PAGE EXCERPT:
大阪-マヒドン感染症センター - About Us -

研究グループ

Backgrounds
The world has been witnessing several episodes of emergence as well as reemergence of severe infectious diseases in humans, e.g., E. coli O157, SARS-coronavirus, and highly pathogenic or pandemic influenza viruses such as avian-origin H5N1 and swine-origin pandemic H1N1. Many of these infections are originated from animals and are transmitted to man, mainly due to genetic and/or biological adaptations. Such emerging and reemerging pathogens as well as their increased severity are of public health concern and pose significant threats to the security of common citizens in various countries. Some of these infections have potentials for epidemic or pandemic spreads that would raise a public health emergency locally or even worldwide.

Objective
The objective of MOCID that was established by the Faculty of Tropical Medicine, Mahidol University and the Research Institute for Microbial Diseases (RIMD), Osaka University, is to perform the basic research in the field of microbial diseases that can lead to the application to develop prophylactic vaccines as well as therapeutic strategies to control such emerging and reemerging infections, especially those prevalent in Asian countries.

Missions of MOCID

The Faculty of Tropical Medicine, Mahidol University and RIMD, Osaka University will focus on the basic laboratory research fields such as host-microbe interaction, replication, genomics, host immune responses, and virulence factors of pathogenic microbes that are prevalent in Thailand. In many cases, we will use model animals and natural hosts. These collaboration researches will efficiently progress towards the clinical trials of prophylactic vaccines and therapeutic products. In case of further need for collaboration, we would invite research collaborators from other universities and research institutes, e.g., National Institute of Infectious Diseases in Japan side and other faculties of Mahidol University as well as Chulalongkorn University in Thai side.

  • Mosquito-borne Infectious Diseases
    We will focus on dengue virus inducing dengue fever and dengue hemorrhagic fever that are a leading cause of death in tropical and subtropical countries. In Thailand, all four serotypes of dengue virus (DENV-1 to DENV-4) are circulating. We collaborate to clarify the heterogeneity of Thai isolates of all 4 serotypes derived from patients with primary and secondary infections.

LISTED RECORDS:

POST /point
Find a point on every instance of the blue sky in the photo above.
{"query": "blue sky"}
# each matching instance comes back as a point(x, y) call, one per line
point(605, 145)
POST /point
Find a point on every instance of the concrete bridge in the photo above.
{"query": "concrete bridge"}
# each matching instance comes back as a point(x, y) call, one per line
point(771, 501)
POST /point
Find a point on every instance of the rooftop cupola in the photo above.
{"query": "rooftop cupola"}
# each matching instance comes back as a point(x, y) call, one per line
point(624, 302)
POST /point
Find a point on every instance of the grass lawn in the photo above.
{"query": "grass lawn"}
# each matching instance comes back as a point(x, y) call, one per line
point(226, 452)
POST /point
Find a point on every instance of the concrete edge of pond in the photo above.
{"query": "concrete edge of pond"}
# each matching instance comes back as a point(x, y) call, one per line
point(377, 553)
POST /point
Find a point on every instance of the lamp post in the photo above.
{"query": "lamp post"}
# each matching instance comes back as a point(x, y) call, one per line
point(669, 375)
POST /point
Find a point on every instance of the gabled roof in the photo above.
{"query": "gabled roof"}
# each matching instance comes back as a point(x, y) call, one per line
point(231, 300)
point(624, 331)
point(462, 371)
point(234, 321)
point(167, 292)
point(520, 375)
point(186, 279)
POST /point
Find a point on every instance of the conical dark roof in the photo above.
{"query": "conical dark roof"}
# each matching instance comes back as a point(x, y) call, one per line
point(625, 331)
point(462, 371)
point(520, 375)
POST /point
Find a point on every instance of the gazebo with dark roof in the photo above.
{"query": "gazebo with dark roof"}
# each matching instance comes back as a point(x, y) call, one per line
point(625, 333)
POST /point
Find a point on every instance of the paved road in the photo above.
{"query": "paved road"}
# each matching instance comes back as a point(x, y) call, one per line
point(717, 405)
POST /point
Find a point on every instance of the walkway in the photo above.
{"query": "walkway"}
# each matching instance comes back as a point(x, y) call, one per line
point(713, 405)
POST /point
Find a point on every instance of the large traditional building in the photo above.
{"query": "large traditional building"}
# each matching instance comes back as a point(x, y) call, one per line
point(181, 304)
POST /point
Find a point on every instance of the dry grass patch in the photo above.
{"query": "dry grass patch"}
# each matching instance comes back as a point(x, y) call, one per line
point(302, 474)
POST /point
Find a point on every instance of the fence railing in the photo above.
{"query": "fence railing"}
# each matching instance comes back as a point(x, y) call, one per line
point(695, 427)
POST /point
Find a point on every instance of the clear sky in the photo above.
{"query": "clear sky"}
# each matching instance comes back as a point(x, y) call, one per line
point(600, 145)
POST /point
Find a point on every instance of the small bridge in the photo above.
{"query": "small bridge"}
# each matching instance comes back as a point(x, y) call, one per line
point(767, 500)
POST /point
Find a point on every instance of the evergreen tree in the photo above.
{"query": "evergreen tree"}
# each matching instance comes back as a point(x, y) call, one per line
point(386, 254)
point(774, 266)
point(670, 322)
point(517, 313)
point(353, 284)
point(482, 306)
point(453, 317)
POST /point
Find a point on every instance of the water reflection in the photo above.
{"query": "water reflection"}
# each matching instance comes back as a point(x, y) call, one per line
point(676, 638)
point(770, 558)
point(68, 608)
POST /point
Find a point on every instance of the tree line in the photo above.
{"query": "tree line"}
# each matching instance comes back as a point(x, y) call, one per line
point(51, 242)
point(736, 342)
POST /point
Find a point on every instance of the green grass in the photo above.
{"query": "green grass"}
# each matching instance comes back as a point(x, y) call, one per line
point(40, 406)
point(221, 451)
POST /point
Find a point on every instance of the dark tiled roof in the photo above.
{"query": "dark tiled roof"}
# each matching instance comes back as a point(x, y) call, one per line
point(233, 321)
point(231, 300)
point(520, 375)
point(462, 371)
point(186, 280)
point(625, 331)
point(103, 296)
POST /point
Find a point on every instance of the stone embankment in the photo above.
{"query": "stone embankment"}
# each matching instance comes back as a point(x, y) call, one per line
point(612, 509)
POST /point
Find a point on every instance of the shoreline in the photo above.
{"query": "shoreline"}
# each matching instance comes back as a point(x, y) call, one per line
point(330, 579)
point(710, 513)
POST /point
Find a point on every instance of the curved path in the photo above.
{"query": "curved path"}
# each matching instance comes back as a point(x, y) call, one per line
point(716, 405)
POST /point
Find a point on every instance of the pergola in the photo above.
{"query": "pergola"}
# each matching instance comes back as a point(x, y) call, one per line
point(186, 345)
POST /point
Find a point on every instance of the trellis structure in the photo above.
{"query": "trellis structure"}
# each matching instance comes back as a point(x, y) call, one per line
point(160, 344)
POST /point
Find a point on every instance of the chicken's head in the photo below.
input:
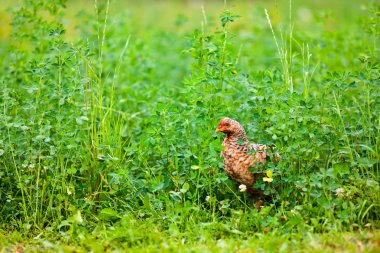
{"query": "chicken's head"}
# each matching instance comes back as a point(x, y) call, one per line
point(228, 126)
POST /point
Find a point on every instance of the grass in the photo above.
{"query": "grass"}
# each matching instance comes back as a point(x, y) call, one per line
point(108, 118)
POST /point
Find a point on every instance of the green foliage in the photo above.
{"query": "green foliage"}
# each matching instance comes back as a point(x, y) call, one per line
point(112, 136)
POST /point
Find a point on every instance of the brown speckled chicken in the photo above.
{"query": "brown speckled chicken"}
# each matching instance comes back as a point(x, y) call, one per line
point(239, 155)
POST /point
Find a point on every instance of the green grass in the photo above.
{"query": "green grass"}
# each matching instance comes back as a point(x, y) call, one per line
point(108, 116)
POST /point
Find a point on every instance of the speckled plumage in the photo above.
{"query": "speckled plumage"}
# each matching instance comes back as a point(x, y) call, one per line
point(239, 155)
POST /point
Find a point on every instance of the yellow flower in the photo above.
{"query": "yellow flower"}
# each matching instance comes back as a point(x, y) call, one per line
point(242, 187)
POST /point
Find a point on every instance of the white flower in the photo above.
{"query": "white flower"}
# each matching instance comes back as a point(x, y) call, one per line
point(242, 187)
point(340, 192)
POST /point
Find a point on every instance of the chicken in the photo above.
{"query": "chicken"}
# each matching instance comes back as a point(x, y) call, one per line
point(239, 155)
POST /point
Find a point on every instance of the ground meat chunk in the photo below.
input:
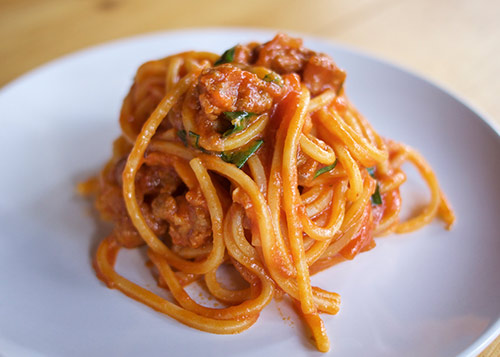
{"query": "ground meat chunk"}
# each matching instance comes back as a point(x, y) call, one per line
point(227, 88)
point(188, 218)
point(321, 73)
point(283, 54)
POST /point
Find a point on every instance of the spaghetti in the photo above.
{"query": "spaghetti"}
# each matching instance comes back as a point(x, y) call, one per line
point(256, 160)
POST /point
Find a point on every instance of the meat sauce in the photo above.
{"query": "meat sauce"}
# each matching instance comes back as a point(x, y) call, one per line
point(170, 209)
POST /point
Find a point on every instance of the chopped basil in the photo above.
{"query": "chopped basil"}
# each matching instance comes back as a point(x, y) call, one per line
point(239, 120)
point(273, 78)
point(227, 57)
point(196, 141)
point(182, 135)
point(376, 198)
point(325, 169)
point(239, 158)
point(184, 138)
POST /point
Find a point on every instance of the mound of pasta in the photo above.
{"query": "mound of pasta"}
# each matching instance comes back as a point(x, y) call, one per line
point(254, 160)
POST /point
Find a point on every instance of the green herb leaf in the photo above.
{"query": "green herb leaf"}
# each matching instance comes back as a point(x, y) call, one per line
point(196, 141)
point(274, 78)
point(227, 57)
point(239, 119)
point(376, 198)
point(239, 158)
point(325, 169)
point(182, 135)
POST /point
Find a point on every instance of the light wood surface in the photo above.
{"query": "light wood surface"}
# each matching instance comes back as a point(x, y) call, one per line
point(453, 42)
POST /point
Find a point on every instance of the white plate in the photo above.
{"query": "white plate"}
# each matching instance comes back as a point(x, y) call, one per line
point(433, 292)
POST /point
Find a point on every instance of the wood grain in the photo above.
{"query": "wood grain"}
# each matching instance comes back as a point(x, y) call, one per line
point(453, 42)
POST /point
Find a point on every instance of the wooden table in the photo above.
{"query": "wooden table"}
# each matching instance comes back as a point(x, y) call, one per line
point(455, 43)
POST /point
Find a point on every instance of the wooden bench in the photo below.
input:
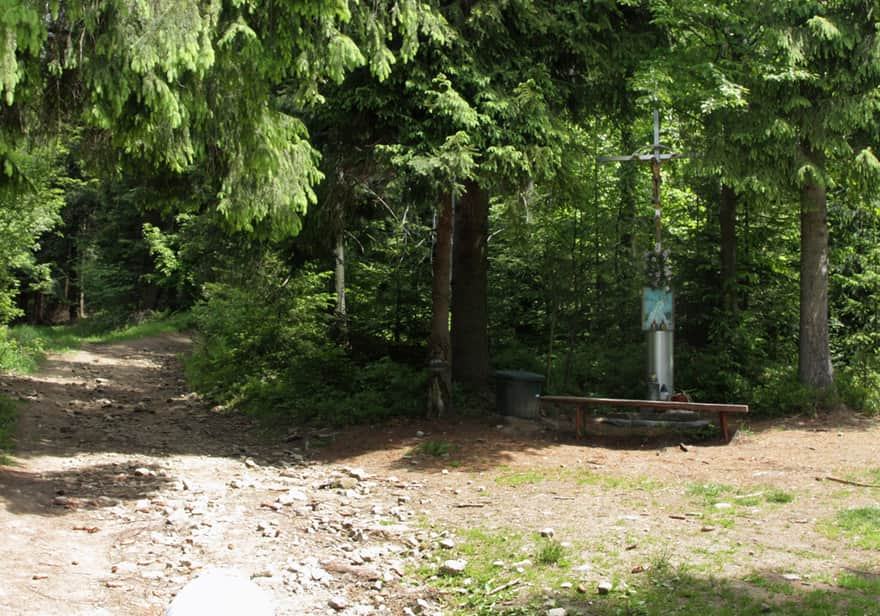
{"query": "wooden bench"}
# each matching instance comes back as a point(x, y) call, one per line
point(583, 404)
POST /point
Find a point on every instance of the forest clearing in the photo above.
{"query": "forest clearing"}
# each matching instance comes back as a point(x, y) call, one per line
point(125, 486)
point(264, 265)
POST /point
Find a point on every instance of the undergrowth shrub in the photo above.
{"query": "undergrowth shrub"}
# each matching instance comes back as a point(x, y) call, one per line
point(268, 349)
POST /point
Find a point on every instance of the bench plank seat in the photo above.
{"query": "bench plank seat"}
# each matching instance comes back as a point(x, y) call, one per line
point(582, 404)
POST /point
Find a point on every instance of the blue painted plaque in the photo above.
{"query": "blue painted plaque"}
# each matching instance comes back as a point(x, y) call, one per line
point(657, 311)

ACTIVITY 1: Write out the passage of the infectious disease center page from "大阪-マヒドン感染症センター - About" up to and including "or even worldwide.".
ACTIVITY 2: Extend the infectious disease center page beyond its final sentence, following on from the dengue research described there.

EXERCISE OUTPUT 1:
大阪-マヒドン感染症センター - About Us -

研究グループ

Backgrounds
The world has been witnessing several episodes of emergence as well as reemergence of severe infectious diseases in humans, e.g., E. coli O157, SARS-coronavirus, and highly pathogenic or pandemic influenza viruses such as avian-origin H5N1 and swine-origin pandemic H1N1. Many of these infections are originated from animals and are transmitted to man, mainly due to genetic and/or biological adaptations. Such emerging and reemerging pathogens as well as their increased severity are of public health concern and pose significant threats to the security of common citizens in various countries. Some of these infections have potentials for epidemic or pandemic spreads that would raise a public health emergency locally or even worldwide.

EXERCISE OUTPUT 2:
    In addition, we also focus on chikungunya virus by preparing human monoclonal antibodies for the development of therapeutics as well as diagnostics. Epidemiology of this virus is also our important target.
  • Respiratory Infectious Diseases
    We will focus on the heterogeneity in the virulence of Thai isolates of influenza virus including swine-origin pandemic influenza virus H1N1 as well as highly pathogenic avian influenza virus H5N1.
  • Blood-borne Infectious Diseases
    One of the characteristics of HIV is the high mutation of its viral genome during replication and different subtypes are distributing in individual countries. This is the major obstacle for the development of vaccine commonly effective among different subtypes. We have characterized HIV CRF01_AE distributing in Thailand and reported several unique profiles in this AE type. For the prophylaxis of HIV infection, specific responses of both humoral as well as cell-mediated immunities are believed to be necessary. We will initiate to characterize human neutralizing epitopes on AE type of HIV by human monoclonal antibody preparations using the peripheral blood mononuclear cells derived from AIDS patients and asymptomatic carriers.
  • Intestinal Infectious Diseases
    We will focus on the significance of colonization (adhesion) factors (followed by toxins) of enteropathogenic bacteria, which are required for the initial step of infections, in order to develop vaccine that would effectively prevent the infections before cell numbers become large.

Budgets & Duration for MOCID Research

The Program of Founding Research Centers for Emerging and Reemerging Infectious Diseases launced by Japan’s Ministry of Education, Culture, Sports, Science and Technology (MEXT) ).
Project duration
April 1, 2010 – March 31, 2015 for 5 years.